## TEXTO DE LEITURA:
──────────────────────────────

Eu também estou sempre a protestar quando tenho que fazer algum ponto de açúcar. Só sei fazer dois: o primeiro chamado calda fraca que uso nas fatias da China e o último que é o caramelo. Todos aqueles pontos que passam quase em fracções de segundos de uns para outros, são realmente para dar cabo dos nervos a qualquer um como diz a Dulce. Espero um dia trazer-vos aqui o meu amigo Didi que certamente nos explicará uma forma segura para chegar a cada um dos pontos conhecidos, já que ele consegue fazer tudo na perfeição e com a maior calma (espero que ele leia este comentário). Em relação à nabada, como sei que o ponto de cabelo é o que segue logo à calda fraca, fico ali um pedacinho a mexer e retiro quando suspeito que em breve chegarei ao caramelo. Eu sei que esta explicação não é nada profissional mas é que eu também me vejo à nora com esta chatice dos pontos de açúcar. Quando fizerem a nabada e derem a provar, não digam logo qual é o ingrediente base. De certeza que se vão surpreender com as respostas, principalmente porque ninguém vos vai dizer que é doce de nabo. Também não vos vão dizer que é doce de tomate ou de amora porque o doce fica mesmo branquinho. Quanto a ti, maria diegues, repara que a única volta diferente é a mudança de água por 4 dias. O resto é igualzinho a qualquer doce que tenhas feito. Isto é que tu estás uma mandriona!!

──────────────────────────────

## PROBLEMA PROPOSTO:
Copie na íntegra o texto sobre os pontos de açúcar e a nabada. Recorra unicamente ao texto.

Entradas de anotação de regiões
──────────────────────────────

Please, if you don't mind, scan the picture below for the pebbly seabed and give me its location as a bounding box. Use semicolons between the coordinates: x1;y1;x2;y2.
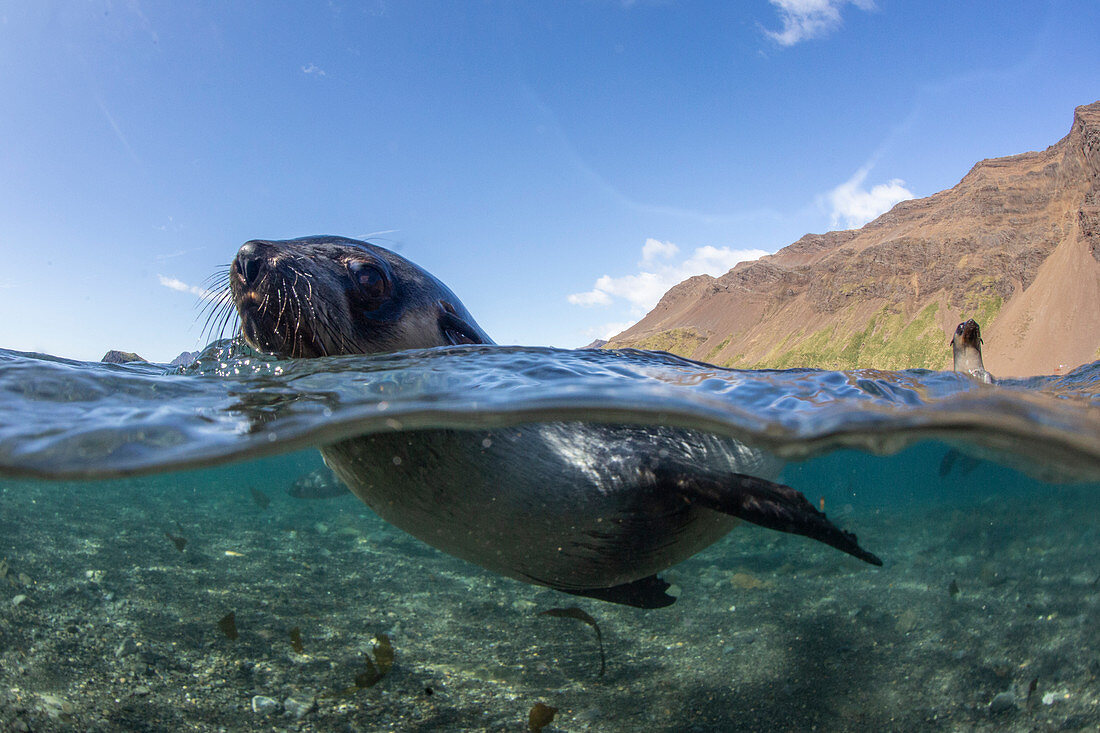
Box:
0;343;1100;731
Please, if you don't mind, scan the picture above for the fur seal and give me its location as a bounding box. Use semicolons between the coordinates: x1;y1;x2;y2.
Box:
229;237;882;608
952;318;993;384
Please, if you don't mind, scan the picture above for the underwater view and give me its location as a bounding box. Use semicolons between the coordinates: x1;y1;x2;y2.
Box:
0;341;1100;732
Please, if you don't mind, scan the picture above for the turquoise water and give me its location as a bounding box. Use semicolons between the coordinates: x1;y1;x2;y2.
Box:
0;342;1100;731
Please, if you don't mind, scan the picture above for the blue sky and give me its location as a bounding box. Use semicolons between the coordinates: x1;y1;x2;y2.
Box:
0;0;1100;361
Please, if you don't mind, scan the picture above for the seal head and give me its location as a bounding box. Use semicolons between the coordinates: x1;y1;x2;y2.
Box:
229;237;493;358
952;318;993;384
230;237;882;608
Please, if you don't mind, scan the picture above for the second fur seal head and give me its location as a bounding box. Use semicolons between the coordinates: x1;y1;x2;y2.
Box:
952;318;992;383
229;237;493;358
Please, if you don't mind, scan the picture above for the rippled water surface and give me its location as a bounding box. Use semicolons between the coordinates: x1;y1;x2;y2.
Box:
0;342;1100;731
0;342;1100;479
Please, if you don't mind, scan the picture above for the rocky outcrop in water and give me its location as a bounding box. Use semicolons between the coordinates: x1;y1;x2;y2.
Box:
99;349;145;364
607;102;1100;376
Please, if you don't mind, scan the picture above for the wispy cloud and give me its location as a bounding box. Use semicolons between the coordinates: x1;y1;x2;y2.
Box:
156;275;224;300
569;239;767;310
826;165;913;229
765;0;875;46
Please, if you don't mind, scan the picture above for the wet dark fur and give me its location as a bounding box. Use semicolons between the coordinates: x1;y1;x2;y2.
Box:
229;237;881;608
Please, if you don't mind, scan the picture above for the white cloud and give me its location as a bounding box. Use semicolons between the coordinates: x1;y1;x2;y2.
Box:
569;239;767;310
584;319;638;342
765;0;875;46
826;166;913;229
156;275;224;300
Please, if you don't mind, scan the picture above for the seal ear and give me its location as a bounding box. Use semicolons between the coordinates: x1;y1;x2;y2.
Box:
439;300;485;346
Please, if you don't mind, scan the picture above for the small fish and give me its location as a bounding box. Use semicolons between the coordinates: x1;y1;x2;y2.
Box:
527;702;558;733
321;634;394;698
218;611;241;641
249;486;272;508
1024;677;1038;707
286;468;351;499
539;605;607;677
164;532;187;553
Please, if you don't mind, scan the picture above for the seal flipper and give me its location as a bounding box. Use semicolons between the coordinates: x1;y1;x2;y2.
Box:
551;576;677;609
657;470;882;565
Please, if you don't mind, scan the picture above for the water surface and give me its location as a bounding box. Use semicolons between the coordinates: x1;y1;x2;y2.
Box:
0;343;1100;731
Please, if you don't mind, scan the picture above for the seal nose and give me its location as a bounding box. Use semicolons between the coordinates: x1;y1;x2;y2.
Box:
235;240;264;287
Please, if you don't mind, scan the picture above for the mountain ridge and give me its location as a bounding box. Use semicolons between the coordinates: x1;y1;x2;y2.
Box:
604;102;1100;376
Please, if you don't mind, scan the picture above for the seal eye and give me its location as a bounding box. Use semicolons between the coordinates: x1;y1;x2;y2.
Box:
348;260;389;300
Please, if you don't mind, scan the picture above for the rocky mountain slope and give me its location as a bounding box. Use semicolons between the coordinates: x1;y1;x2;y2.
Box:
606;102;1100;376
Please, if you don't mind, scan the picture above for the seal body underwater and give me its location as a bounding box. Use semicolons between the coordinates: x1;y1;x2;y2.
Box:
230;237;881;608
952;318;993;384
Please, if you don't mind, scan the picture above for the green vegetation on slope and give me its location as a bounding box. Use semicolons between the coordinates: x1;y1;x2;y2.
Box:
729;303;948;369
703;336;734;361
624;328;706;358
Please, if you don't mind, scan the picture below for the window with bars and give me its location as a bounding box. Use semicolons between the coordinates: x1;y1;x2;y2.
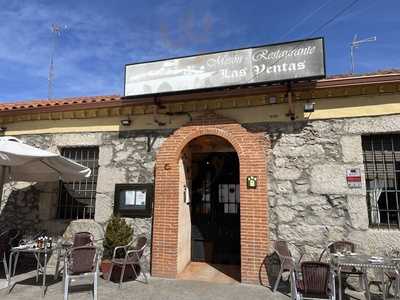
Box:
57;147;99;219
362;134;400;228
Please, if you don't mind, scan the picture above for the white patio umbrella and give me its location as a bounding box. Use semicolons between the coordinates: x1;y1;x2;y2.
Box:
0;137;91;192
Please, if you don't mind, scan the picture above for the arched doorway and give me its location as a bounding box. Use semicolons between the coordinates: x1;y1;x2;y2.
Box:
152;114;268;283
184;135;240;281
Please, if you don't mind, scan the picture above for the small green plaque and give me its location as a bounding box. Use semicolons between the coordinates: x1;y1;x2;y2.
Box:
247;176;257;189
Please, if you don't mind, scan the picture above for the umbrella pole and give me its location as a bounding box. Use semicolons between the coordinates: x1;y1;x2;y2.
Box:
0;166;6;208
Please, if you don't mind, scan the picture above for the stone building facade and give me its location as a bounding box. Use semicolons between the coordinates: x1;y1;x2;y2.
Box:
0;73;400;283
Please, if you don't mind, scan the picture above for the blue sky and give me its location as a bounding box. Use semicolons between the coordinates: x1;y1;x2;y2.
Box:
0;0;400;102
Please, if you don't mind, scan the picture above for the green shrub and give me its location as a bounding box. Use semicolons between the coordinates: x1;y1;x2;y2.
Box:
103;216;133;259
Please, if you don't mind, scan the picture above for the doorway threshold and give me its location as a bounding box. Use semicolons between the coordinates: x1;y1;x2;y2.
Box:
177;262;240;283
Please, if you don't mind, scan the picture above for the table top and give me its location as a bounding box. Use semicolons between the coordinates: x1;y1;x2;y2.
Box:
11;244;71;253
331;253;400;270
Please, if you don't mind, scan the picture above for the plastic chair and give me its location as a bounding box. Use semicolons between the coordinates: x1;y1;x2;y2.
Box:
63;246;100;300
108;236;148;287
272;240;303;293
295;261;334;300
54;231;94;280
319;241;368;289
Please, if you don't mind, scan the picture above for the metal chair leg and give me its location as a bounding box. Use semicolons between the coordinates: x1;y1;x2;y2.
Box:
54;250;61;280
119;264;126;288
108;263;114;281
93;272;99;300
139;261;149;284
3;253;9;281
64;274;69;300
10;252;19;276
272;265;283;293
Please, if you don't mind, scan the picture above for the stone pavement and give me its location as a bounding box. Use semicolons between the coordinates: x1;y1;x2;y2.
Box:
0;273;290;300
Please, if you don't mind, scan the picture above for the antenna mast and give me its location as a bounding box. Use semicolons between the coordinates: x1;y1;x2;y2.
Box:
350;34;376;74
47;24;67;100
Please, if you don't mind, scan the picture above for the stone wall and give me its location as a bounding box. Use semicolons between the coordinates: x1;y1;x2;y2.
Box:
0;132;168;272
247;116;400;256
0;115;400;278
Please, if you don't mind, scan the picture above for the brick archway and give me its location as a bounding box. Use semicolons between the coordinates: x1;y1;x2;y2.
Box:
152;114;269;283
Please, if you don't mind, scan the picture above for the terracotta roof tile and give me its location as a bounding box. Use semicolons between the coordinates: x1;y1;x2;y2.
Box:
0;69;400;113
0;95;121;111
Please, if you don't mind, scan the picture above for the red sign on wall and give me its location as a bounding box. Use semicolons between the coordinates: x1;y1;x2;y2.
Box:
346;169;362;188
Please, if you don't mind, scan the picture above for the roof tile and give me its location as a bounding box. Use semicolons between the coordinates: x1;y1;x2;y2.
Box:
0;69;400;112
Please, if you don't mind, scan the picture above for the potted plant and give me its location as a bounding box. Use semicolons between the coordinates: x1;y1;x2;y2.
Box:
101;215;133;280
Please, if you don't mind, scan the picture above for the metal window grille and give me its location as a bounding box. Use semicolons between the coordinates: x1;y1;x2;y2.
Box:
362;134;400;229
57;147;99;219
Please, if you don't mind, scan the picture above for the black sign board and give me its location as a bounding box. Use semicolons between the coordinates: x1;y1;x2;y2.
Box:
125;38;325;97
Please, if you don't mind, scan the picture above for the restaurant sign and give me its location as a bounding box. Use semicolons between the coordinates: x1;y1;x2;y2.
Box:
125;38;325;97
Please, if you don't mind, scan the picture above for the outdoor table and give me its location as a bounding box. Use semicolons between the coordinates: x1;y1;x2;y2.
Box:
331;253;400;300
8;245;59;297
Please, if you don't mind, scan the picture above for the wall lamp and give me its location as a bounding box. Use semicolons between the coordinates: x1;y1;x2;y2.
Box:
121;118;132;126
304;102;315;113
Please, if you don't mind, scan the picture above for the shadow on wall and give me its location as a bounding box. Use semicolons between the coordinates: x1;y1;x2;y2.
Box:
0;184;42;232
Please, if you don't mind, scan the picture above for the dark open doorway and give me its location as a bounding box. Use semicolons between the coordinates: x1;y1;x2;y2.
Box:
191;137;240;266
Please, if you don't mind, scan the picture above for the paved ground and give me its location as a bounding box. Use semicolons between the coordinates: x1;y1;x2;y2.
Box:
0;272;393;300
0;273;290;300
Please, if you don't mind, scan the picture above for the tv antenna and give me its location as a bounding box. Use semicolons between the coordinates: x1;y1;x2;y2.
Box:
350;34;376;74
47;24;67;100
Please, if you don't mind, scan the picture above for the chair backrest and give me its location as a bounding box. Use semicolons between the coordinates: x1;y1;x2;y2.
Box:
72;231;93;248
328;241;356;253
301;261;329;298
133;235;147;258
67;246;97;275
0;236;11;261
273;240;293;269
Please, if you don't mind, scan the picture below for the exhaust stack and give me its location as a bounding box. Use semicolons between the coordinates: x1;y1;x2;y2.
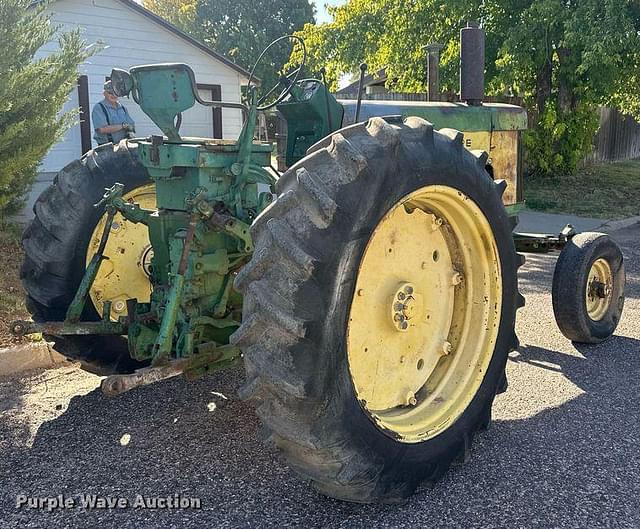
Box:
460;22;485;106
424;43;442;101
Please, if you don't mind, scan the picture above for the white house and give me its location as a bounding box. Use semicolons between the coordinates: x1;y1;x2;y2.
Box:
20;0;249;216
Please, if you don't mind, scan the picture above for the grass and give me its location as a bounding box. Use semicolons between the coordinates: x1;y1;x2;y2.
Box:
0;220;30;347
524;160;640;219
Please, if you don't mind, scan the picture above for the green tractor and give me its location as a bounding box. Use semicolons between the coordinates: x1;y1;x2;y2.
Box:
13;28;624;502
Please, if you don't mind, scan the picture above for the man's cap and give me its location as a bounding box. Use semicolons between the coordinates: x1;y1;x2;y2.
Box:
104;81;116;95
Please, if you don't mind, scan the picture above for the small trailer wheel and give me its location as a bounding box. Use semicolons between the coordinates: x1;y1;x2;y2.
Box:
551;232;625;343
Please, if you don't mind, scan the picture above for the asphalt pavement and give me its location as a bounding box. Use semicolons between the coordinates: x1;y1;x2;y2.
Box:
0;221;640;529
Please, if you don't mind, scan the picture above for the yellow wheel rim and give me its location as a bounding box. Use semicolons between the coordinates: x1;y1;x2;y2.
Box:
347;185;502;443
87;184;156;320
586;258;613;321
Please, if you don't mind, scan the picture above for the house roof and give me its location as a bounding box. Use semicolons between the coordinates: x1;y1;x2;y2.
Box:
40;0;254;82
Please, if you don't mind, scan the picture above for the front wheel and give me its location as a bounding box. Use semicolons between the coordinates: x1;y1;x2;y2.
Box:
551;232;625;343
232;118;523;502
21;140;155;374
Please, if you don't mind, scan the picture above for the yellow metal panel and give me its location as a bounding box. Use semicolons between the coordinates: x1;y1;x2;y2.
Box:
464;130;518;205
87;184;156;320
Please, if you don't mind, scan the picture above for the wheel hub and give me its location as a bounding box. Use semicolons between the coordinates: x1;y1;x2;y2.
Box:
586;258;613;321
347;186;502;442
391;282;422;332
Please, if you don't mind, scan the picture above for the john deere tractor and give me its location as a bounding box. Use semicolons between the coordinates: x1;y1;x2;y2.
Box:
13;28;624;502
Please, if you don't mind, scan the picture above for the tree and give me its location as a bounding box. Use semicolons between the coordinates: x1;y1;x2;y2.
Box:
196;0;314;88
0;0;91;216
301;0;640;177
142;0;197;33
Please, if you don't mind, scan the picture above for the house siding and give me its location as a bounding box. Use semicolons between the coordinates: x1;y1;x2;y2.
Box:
38;0;243;172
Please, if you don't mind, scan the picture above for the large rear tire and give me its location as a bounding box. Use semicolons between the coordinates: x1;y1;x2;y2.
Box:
232;118;524;502
21;140;150;374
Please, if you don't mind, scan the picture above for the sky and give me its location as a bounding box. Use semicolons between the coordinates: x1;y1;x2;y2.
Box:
313;0;346;24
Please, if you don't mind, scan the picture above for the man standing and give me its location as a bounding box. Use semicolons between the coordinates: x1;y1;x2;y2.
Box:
91;81;135;145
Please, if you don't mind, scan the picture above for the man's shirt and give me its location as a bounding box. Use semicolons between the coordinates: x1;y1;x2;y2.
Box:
91;99;135;145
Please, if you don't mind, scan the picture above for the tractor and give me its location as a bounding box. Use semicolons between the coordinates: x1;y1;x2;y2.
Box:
12;31;625;503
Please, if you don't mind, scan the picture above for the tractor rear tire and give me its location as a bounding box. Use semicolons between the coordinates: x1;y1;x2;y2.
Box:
551;232;625;343
231;118;524;503
20;140;149;374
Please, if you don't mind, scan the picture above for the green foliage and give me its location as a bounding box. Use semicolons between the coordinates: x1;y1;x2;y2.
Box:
0;0;90;216
300;0;640;177
524;102;598;175
195;0;314;89
142;0;197;32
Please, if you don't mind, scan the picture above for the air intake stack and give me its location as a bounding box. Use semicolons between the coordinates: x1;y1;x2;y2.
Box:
460;22;484;106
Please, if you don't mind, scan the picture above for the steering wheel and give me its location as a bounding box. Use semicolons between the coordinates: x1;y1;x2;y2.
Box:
247;35;307;112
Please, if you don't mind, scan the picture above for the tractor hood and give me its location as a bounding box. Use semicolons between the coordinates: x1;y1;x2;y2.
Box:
338;99;527;132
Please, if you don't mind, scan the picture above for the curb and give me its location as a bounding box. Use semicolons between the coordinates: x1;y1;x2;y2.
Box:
598;215;640;231
0;340;66;376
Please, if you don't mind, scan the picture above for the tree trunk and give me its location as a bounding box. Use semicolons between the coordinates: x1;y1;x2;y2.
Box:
536;58;553;116
558;47;576;113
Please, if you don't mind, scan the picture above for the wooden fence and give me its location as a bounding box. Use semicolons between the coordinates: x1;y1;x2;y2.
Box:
338;92;640;163
586;107;640;162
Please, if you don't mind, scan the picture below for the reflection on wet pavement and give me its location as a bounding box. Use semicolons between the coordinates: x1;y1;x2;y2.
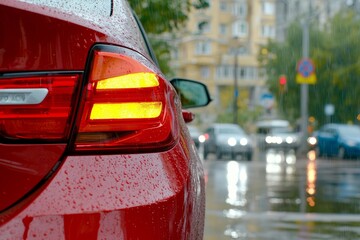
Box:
204;150;360;240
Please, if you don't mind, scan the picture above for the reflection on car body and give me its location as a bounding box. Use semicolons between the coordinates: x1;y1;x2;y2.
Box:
202;123;253;161
316;123;360;159
187;125;201;149
0;0;210;240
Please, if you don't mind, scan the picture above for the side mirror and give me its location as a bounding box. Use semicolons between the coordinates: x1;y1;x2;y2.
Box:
170;78;211;109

──────────────────────────────

## SOLUÇÃO:
Eu também estou sempre a protestar quando tenho que fazer algum ponto de açúcar. Só sei fazer dois: o primeiro chamado calda fraca que uso nas fatias da China e o último que é o caramelo. Todos aqueles pontos que passam quase em fracções de segundos de uns para outros, são realmente para dar cabo dos nervos a qualquer um como diz a Dulce. Espero um dia trazer-vos aqui o meu amigo Didi que certamente nos explicará uma forma segura para chegar a cada um dos pontos conhecidos, já que ele consegue fazer tudo na perfeição e com a maior calma (espero que ele leia este comentário). Em relação à nabada, como sei que o ponto de cabelo é o que segue logo à calda fraca, fico ali um pedacinho a mexer e retiro quando suspeito que em breve chegarei ao caramelo. Eu sei que esta explicação não é nada profissional mas é que eu também me vejo à nora com esta chatice dos pontos de açúcar. Quando fizerem a nabada e derem a provar, não digam logo qual é o ingrediente base. De certeza que se vão surpreender com as respostas, principalmente porque ninguém vos vai dizer que é doce de nabo. Também não vos vão dizer que é doce de tomate ou de amora porque o doce fica mesmo branquinho. Quanto a ti, maria diegues, repara que a única volta diferente é a mudança de água por 4 dias. O resto é igualzinho a qualquer doce que tenhas feito. Isto é que tu estás uma mandriona!!